==== STORED RECORDS ====
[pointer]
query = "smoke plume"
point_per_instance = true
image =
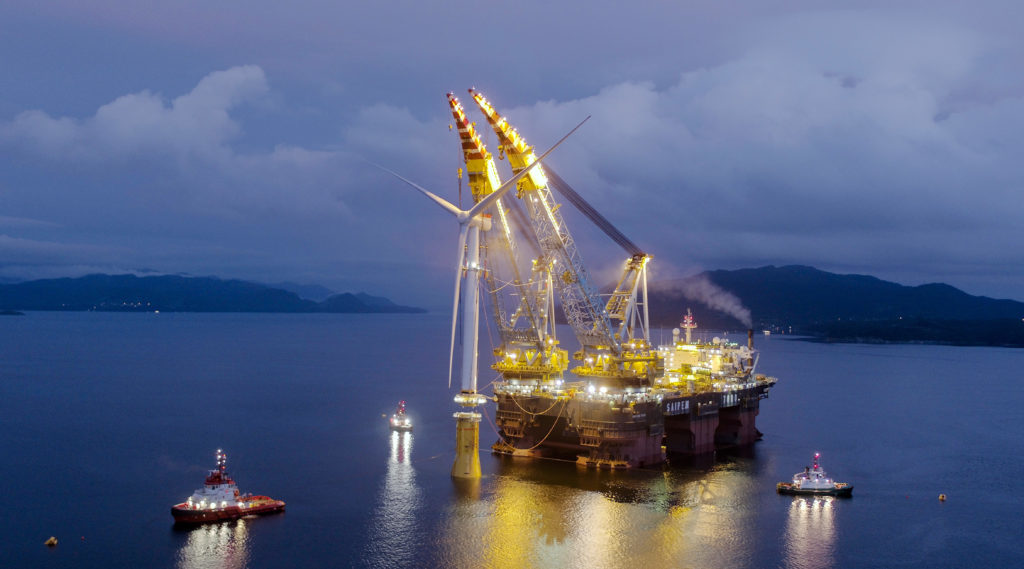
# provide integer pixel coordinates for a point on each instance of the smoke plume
(700, 289)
====
■ EXERCISE DESCRIPTION
Reproduce the material above line for line, leaving out the picture.

■ RESPONSE TO THIS EXERCISE
[pointer]
query = "smoke plume"
point_per_instance = true
image =
# provide integer pixel coordinates for a point on each instance of the smoke plume
(700, 289)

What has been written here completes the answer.